[WHAT IS REQUIRED] Lines from the one containing "[mark] wall panel" to the end of the data below are to be restated exactly, with both ends included and nothing else.

Entries taken from a collection
────

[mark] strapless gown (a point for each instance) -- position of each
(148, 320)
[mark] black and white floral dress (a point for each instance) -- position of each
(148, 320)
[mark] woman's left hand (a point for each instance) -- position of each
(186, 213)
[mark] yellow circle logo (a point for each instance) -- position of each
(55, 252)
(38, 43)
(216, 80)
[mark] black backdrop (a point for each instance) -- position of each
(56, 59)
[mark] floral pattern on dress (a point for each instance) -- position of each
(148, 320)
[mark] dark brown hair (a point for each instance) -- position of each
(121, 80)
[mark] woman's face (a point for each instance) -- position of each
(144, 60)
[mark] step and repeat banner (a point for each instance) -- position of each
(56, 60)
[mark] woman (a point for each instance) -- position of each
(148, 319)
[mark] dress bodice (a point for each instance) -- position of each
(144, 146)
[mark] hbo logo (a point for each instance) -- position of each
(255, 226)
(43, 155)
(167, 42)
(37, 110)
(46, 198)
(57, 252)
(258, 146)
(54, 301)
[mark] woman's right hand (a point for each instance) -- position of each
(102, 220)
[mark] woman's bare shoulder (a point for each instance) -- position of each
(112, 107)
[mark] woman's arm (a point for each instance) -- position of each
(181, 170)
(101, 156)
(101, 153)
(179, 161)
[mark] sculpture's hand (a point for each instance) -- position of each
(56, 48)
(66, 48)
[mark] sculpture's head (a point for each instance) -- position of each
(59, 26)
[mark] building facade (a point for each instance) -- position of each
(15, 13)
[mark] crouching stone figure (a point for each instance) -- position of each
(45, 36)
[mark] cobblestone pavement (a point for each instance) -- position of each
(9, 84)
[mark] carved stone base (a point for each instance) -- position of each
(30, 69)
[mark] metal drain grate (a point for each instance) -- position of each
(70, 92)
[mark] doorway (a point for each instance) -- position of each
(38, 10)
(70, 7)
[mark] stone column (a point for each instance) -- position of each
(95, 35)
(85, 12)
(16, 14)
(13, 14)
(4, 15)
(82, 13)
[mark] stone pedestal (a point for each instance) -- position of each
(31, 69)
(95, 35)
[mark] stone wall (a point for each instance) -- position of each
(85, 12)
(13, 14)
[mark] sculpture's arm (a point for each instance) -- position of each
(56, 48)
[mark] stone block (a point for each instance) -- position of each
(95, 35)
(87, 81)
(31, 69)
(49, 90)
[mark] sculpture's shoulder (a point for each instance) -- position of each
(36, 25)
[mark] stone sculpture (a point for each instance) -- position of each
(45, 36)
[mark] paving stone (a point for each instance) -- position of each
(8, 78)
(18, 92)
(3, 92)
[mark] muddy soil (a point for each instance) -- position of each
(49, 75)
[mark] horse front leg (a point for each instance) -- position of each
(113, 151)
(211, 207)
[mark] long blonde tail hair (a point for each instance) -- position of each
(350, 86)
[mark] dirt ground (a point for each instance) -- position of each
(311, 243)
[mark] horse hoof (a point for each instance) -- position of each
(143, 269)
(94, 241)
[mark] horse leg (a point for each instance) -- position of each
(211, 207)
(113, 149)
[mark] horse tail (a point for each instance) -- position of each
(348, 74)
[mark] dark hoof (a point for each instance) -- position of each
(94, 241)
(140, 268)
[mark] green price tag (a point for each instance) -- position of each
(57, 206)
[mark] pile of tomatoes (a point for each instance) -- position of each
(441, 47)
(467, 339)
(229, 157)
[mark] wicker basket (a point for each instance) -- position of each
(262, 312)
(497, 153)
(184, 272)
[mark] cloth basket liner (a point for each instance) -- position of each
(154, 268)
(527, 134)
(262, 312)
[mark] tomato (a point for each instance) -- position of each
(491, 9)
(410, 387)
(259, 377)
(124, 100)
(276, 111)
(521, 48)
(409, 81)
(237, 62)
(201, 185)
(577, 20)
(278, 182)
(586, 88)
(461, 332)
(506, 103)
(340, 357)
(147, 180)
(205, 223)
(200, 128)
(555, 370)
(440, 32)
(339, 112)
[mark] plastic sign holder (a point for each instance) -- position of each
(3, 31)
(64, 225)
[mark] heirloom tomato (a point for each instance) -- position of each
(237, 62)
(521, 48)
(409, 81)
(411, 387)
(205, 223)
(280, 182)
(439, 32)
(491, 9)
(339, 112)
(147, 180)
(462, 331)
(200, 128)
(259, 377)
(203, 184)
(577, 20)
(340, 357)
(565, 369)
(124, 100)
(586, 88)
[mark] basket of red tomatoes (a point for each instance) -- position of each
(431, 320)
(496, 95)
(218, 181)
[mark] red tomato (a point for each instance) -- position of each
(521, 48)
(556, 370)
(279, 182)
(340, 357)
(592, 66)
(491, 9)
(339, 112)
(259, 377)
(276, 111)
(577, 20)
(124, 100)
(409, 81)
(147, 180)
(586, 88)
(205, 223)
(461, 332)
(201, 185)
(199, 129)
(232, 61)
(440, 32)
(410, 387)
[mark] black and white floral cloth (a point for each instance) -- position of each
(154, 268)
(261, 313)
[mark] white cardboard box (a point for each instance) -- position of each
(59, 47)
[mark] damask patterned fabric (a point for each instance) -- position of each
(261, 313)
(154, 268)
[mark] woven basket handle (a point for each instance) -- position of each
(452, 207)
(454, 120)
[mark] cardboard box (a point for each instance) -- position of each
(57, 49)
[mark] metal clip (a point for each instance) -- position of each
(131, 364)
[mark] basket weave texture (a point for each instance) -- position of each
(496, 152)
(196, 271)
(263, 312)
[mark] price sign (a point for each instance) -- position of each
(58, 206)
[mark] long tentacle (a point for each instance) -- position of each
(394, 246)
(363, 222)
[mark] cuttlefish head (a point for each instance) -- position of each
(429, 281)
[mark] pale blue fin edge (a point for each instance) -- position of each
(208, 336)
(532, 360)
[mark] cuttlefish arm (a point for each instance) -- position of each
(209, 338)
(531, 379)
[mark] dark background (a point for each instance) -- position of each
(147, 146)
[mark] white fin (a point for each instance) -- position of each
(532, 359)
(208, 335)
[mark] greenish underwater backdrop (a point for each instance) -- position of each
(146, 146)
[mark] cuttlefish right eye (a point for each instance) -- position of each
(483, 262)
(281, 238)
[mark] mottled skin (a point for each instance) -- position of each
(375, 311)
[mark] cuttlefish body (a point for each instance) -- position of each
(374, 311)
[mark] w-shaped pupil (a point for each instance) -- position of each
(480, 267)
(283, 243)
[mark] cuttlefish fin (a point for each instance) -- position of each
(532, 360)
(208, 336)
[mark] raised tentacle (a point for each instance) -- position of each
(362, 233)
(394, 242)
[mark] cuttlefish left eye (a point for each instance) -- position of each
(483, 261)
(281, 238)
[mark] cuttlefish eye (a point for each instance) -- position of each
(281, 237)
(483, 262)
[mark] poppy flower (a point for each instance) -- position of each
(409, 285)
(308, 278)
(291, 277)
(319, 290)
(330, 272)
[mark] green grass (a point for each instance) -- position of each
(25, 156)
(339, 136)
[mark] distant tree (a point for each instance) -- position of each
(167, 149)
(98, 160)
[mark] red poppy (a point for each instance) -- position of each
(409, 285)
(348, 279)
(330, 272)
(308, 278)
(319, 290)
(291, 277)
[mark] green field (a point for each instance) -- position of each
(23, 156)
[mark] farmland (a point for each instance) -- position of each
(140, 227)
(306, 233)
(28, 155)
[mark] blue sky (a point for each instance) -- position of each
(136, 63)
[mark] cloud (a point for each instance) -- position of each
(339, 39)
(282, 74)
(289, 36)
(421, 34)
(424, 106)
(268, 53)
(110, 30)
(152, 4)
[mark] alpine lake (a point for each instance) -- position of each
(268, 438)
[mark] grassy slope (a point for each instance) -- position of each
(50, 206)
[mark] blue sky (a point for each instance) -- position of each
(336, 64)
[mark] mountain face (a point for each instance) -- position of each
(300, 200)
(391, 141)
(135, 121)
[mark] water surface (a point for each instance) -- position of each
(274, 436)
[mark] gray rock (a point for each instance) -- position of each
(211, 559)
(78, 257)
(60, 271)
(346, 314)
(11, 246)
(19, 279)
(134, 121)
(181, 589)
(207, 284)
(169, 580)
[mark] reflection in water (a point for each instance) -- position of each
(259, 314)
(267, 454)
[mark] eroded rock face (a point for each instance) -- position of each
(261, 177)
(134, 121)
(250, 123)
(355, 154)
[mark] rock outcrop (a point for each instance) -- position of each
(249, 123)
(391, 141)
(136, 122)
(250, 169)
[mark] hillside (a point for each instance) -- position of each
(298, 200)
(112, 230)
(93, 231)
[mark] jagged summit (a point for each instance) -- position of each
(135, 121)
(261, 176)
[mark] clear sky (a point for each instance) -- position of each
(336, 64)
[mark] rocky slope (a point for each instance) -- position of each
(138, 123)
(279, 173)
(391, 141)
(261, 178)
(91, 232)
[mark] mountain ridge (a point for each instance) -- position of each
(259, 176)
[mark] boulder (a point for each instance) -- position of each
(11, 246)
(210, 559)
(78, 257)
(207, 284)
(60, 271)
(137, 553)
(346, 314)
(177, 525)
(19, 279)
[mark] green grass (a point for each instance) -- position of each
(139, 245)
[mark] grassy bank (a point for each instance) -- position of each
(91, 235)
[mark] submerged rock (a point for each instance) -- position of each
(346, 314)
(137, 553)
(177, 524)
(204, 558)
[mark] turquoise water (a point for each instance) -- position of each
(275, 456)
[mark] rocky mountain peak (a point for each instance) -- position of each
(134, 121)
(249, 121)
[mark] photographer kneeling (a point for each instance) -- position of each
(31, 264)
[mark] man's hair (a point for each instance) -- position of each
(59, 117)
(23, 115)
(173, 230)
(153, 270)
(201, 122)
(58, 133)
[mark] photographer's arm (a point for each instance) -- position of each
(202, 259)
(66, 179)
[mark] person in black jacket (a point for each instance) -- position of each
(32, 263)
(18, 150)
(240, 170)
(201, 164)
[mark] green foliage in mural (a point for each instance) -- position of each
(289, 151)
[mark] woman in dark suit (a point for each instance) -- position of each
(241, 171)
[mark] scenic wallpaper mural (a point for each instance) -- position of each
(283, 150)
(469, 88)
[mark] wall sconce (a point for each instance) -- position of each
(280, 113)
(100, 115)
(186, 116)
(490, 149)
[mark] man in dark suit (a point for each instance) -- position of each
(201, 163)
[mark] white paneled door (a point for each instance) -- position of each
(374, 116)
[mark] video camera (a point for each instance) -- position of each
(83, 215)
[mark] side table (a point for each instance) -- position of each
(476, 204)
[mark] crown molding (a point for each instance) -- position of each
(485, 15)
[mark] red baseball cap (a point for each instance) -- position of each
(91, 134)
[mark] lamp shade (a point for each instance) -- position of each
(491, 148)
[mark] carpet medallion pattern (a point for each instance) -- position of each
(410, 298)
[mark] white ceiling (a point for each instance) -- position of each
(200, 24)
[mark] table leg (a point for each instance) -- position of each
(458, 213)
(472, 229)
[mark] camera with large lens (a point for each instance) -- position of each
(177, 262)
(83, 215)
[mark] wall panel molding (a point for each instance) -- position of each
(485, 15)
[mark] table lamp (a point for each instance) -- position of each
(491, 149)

────

[FINAL ANSWER]
[mark] wall panel molding (a point for each instance) -- position of each
(485, 15)
[mark] table lamp (a point for each instance) -- position of each
(491, 149)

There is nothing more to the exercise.